### Potongan Dokumen
Seusai mendengar ceritanya, Umar mengambil sebuah tulang unta dan menorehkan dua garis yang berpotongan: satu garis horizontal dan satu garis lainnya vertikal. Umar lalu menyerahkan tulang itu pada sang Yahudi dan memintanya untuk memberikannya pada Amr bin Ash. Warga Yahudi itu kemudian menyampaikan tulang tersebut kepada Gubernur. Wajah Amr bin Ash pucat pasi saat menerima kiriman tulang tersebut, ia mengem balikan rumah Yahudi yang digusurnya.
Warga Yahudi tersebut heran dan bertanya pada Amr bin Ash yang terlihat begitu mudah mengembalikan rumah nya setelah menerima tulang yang dikirim oleh Umar. Gubernur Amr
menjawab, “Ini adalah peringatan dari Umar bin Khattab agar aku selalu berlaku adil seperti garis vertikal pada tulang ini. Jika aku tidak bertindak lurus maka khalifah akan memenggal leherku sebagaimana garis horizontal di tulang ini.”
Kisah tersebut adalah sebuah bentuk penegasan bahwa keadilan harus diberikan kepada siappun. Kekhalifahan Islam tetap menjamin hak dan memberikan keadilan kepada seorang Yahudi, meskipun Gubernur memerlukan tanah milik orang Yahudi untuk bangunan publik seperti masjid. Ini memiliki makna bahwa keadilan bersifat universal, diberlakukan kepada siapun, diberlakukan kapanpun dan diberlakukan dimanapun.
Pro Justitia dan Kedaulatan Negara
Empat belas abad yang silam, Nabi Muhammad SAW mengingatkan “Sesungguhnya hancurnya masyarakat sebelum kalian adalah lantaran bila ada orang lemah mencuri, mereka menegakkan hukum hudud atasnya.
Sedangkan bila orang mulia mencuri mereka biarkan”. Hal ini berarti penegakan keadilan memiliki kaitan erat dengan kedaulatan negara, atau bahkan berkaitan erat dengan keberadaan sebuah bangsa. Hancurnya masyrakat ketika sudah tidak ada lagi keadilan, adanya perbedaan perlakuan hukum antara yang lemah dan yang kuat.

### Entri yang Diberikan

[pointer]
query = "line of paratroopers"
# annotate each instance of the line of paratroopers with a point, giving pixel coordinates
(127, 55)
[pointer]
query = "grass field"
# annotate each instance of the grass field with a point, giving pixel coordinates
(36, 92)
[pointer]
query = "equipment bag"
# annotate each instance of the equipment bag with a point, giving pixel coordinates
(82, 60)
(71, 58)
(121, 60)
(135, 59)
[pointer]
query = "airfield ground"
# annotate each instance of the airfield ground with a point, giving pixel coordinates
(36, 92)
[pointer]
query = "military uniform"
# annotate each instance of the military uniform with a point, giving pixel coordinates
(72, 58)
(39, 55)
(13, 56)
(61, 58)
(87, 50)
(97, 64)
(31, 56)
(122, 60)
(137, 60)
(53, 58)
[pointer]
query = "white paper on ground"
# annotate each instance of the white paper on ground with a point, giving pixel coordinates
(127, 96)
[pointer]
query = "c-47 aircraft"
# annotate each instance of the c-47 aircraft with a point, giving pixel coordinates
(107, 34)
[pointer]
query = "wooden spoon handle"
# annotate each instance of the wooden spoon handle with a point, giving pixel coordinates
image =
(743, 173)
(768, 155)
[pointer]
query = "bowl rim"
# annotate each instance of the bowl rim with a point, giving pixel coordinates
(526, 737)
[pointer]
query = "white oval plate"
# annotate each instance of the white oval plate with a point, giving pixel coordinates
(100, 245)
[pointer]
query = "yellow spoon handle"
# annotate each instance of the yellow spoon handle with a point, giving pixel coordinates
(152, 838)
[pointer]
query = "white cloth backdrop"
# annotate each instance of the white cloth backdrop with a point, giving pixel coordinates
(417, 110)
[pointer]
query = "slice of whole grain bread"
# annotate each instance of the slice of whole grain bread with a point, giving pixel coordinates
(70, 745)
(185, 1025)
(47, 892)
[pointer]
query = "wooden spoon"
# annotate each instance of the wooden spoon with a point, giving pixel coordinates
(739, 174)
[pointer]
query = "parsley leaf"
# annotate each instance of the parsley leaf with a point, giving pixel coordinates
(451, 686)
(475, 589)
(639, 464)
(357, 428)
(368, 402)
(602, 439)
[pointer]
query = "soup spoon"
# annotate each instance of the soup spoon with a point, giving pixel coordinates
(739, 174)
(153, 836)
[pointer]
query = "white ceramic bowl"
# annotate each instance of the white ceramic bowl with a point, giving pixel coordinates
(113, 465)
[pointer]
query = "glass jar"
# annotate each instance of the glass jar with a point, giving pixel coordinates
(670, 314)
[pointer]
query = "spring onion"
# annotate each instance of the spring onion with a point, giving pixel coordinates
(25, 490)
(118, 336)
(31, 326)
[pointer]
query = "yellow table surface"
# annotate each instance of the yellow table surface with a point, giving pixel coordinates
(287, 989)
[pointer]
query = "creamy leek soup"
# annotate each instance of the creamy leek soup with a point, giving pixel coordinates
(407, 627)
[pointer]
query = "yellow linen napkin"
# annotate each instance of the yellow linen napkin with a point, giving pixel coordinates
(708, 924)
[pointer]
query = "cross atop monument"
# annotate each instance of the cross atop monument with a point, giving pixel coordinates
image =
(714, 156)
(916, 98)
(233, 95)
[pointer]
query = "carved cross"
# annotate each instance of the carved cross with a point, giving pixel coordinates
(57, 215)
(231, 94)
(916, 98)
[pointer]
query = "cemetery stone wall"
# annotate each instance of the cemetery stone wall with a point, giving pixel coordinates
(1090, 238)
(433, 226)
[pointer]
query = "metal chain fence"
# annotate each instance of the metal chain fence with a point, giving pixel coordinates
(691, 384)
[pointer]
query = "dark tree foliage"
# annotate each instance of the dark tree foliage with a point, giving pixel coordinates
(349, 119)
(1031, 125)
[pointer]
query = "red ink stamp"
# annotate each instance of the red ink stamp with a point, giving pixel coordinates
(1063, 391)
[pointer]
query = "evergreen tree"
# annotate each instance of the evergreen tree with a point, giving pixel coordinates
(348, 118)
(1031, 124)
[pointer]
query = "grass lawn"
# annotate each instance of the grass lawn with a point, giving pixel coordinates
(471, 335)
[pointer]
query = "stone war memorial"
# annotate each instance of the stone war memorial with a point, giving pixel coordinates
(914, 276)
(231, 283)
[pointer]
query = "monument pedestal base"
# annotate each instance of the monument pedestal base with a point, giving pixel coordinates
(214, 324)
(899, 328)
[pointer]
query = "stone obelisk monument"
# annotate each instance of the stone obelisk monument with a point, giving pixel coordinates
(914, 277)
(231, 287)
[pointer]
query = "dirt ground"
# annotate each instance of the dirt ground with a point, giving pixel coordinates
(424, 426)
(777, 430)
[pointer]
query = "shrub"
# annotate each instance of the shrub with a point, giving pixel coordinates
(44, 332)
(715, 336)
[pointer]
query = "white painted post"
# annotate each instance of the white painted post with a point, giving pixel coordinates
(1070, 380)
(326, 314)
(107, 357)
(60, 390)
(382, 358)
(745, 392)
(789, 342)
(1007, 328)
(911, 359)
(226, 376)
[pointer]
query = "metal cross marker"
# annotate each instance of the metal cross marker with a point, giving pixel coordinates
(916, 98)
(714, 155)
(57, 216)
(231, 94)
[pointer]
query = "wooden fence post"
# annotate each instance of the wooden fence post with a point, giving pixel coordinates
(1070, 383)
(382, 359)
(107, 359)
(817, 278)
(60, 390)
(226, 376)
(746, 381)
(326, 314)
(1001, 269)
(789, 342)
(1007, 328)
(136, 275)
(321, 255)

### Yang Diminta
Tuliskan ulang tanpa perubahan bagian potongan dokumen tentang keadilan, mulai dari "Sedangkan bila orang" sampai dengan "dan yang kuat.". Entri-entri ini diambil dari sumber yang berbeda.

### Hasil Pengerjaan
Sedangkan bila orang mulia mencuri mereka biarkan”. Hal ini berarti penegakan keadilan memiliki kaitan erat dengan kedaulatan negara, atau bahkan berkaitan erat dengan keberadaan sebuah bangsa. Hancurnya masyrakat ketika sudah tidak ada lagi keadilan, adanya perbedaan perlakuan hukum antara yang lemah dan yang kuat.